CHALLENGE → Copy each of the entries below word for word, omitting the images.

<<<<

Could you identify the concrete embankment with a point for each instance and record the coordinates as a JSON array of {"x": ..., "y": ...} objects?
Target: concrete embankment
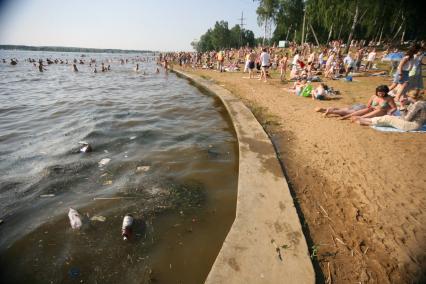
[{"x": 265, "y": 243}]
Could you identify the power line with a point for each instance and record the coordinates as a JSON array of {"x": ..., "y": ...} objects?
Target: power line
[{"x": 242, "y": 20}]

>>>>

FINISHED EXERCISE →
Could you identify the concrete embankment with a point for each instance and record the coordinates as a JSON array of {"x": ..., "y": ...} objects?
Target: concrete embankment
[{"x": 265, "y": 243}]
Could you identify the power line with a point for each instance and record the coordinates as a JSON array of {"x": ..., "y": ...} objects?
Target: power line
[{"x": 242, "y": 20}]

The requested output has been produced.